*YOUR OBJECTIVE*: As the answer, give exactly the lines of the records below from the one with "Phrase: human hand" through the one with "Phrase: river", ends included and pictures left out.

*DATA EXTRACT*:
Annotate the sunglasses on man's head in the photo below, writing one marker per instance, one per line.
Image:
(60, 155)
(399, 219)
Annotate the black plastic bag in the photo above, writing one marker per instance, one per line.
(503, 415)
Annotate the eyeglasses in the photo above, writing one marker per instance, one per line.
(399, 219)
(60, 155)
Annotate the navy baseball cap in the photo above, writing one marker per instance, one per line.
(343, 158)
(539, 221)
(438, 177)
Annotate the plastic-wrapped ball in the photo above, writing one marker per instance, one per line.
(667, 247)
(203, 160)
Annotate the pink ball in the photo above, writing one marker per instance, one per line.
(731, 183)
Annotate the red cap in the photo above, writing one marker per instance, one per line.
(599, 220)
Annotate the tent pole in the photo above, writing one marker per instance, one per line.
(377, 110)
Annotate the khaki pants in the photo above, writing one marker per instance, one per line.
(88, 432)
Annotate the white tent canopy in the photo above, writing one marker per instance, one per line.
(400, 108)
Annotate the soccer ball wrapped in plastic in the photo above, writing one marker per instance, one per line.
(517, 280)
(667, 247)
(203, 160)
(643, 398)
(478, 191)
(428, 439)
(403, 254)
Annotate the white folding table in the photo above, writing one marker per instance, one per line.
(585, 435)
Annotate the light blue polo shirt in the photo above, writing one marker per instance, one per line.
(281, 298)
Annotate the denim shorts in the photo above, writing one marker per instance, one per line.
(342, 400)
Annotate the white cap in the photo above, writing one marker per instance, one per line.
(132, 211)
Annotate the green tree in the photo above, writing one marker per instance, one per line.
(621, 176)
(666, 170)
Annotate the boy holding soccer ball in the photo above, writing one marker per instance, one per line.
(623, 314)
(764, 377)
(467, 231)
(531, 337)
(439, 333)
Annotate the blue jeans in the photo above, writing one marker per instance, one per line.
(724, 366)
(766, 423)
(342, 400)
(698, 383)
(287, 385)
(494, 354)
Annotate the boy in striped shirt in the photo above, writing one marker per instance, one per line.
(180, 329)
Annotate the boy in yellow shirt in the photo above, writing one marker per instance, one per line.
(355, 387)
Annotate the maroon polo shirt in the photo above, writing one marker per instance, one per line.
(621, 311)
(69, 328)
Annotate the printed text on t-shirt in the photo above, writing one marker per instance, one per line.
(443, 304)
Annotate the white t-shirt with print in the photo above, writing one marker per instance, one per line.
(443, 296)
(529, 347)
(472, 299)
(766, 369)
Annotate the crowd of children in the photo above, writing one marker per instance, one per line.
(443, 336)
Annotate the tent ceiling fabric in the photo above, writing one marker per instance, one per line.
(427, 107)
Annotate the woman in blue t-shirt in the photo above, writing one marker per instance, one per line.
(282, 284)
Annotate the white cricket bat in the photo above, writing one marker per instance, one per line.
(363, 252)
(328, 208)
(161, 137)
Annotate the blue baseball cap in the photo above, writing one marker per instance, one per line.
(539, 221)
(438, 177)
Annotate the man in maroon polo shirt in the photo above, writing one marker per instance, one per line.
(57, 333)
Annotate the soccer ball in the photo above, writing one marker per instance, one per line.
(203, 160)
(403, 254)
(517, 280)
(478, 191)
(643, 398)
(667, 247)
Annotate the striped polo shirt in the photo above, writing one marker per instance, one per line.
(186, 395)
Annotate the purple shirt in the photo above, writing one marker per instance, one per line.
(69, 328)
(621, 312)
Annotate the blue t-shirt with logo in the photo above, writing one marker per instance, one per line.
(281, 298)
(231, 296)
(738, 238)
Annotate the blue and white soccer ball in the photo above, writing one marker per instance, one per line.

==

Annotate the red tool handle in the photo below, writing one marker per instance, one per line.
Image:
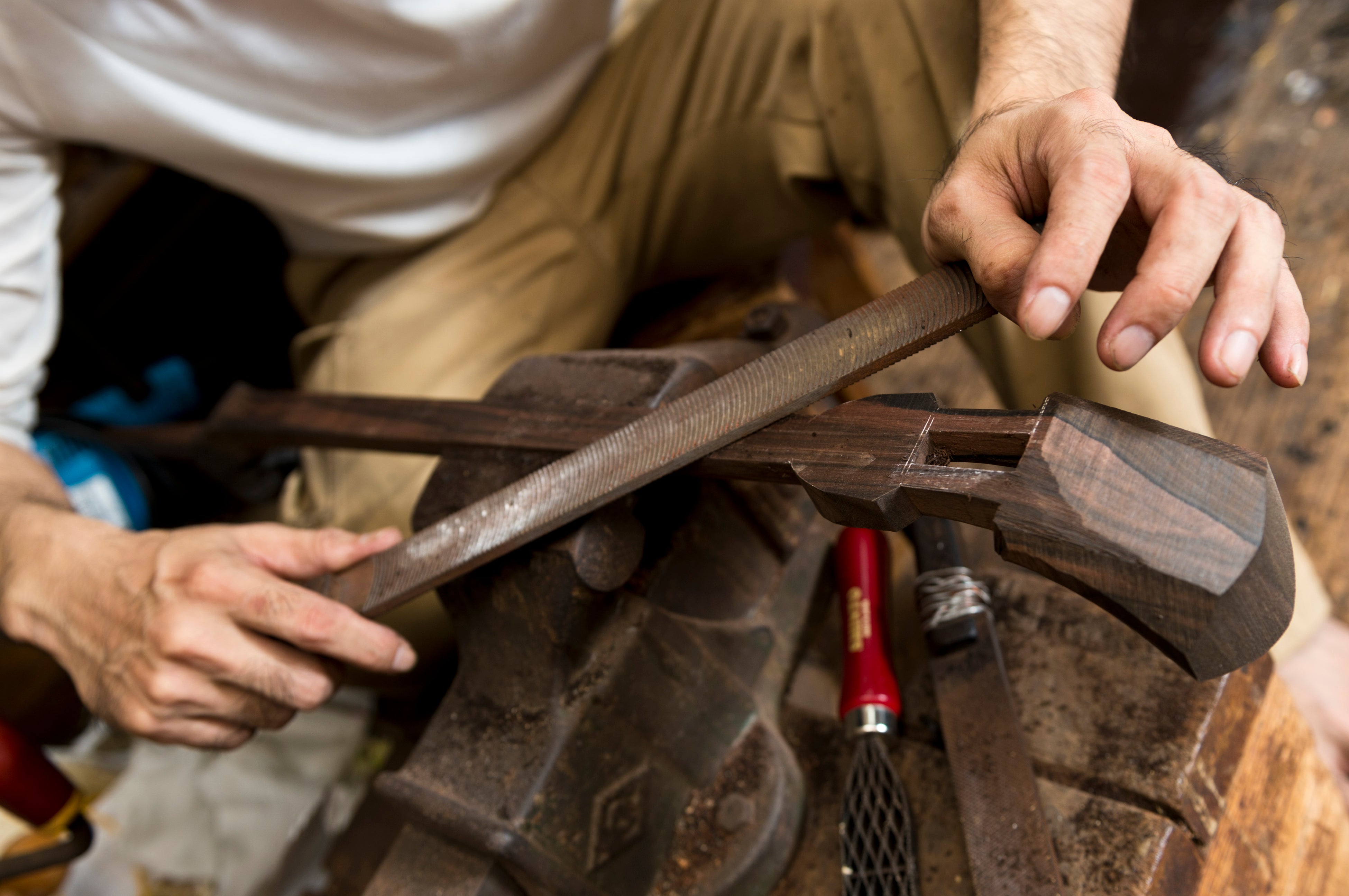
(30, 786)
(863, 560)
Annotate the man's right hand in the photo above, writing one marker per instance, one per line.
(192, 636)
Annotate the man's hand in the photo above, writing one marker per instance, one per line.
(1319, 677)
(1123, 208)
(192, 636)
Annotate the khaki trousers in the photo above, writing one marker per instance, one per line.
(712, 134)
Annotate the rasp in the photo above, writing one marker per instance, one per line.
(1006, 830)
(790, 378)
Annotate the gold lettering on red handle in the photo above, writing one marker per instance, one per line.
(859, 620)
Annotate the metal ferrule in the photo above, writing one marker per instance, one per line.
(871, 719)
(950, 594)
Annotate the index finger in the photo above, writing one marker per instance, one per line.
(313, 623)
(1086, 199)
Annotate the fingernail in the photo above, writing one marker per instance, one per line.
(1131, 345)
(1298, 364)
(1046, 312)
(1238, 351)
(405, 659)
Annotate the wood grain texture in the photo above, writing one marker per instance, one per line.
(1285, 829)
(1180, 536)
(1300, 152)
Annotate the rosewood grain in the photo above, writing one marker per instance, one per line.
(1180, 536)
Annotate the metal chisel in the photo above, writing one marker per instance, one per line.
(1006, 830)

...

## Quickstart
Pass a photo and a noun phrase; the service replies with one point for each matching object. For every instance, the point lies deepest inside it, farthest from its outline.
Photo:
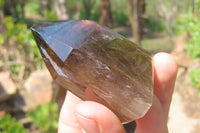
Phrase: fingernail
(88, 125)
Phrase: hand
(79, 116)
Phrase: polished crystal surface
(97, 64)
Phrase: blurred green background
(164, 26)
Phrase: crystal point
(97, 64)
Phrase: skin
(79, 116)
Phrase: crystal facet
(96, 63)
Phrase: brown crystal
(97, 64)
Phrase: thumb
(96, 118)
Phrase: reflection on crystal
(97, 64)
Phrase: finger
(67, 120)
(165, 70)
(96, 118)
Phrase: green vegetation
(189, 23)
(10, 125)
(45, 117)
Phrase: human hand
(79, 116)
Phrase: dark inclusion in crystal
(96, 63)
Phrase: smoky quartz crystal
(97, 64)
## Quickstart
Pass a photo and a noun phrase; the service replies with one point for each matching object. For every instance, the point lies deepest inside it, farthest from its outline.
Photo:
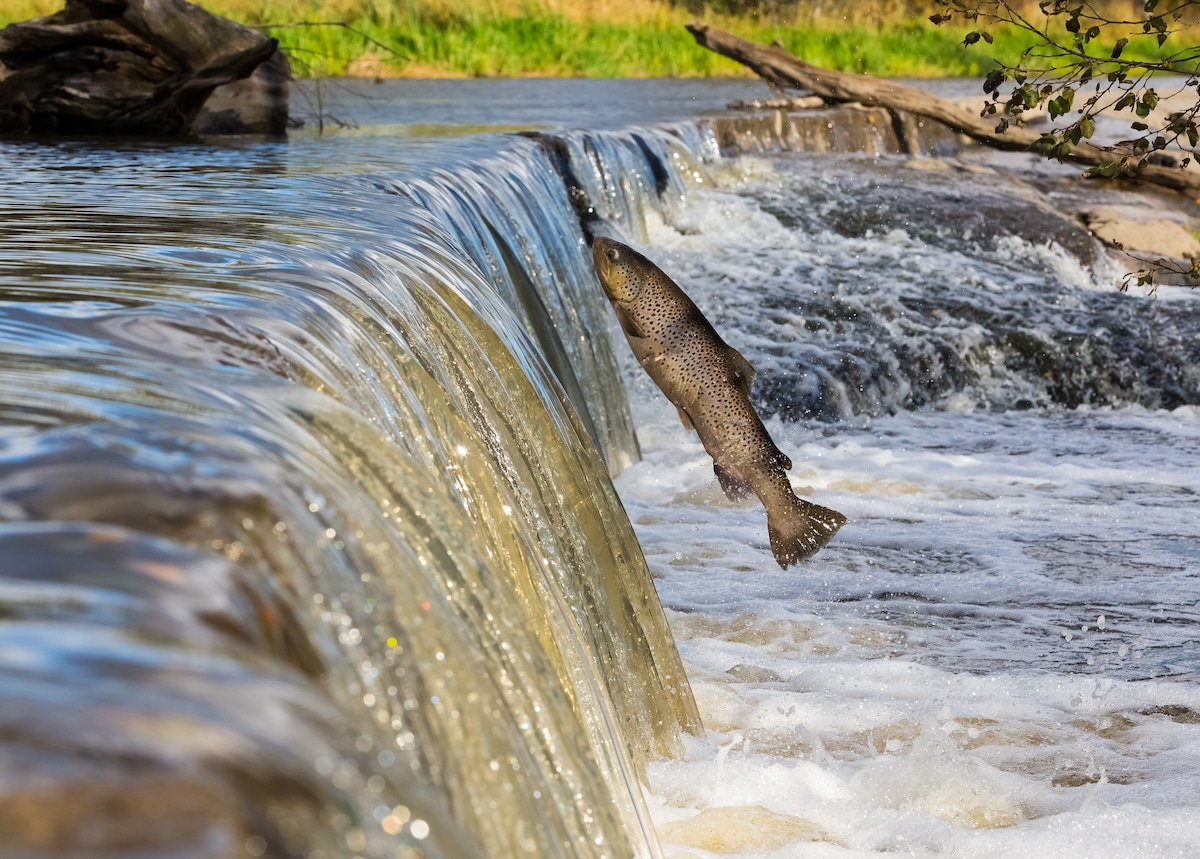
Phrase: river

*FINISHED TASK*:
Phrase: human hand
(79, 116)
Phrase: dark inclusion in crystal
(96, 63)
Phrase: smoky quartz crystal
(97, 64)
## Quickstart
Pass a photo and a noun phrase; the service replies with one point for each matching object. For every instance, the point lies deepest inside it, farthest from its outline.
Photo:
Phrase: river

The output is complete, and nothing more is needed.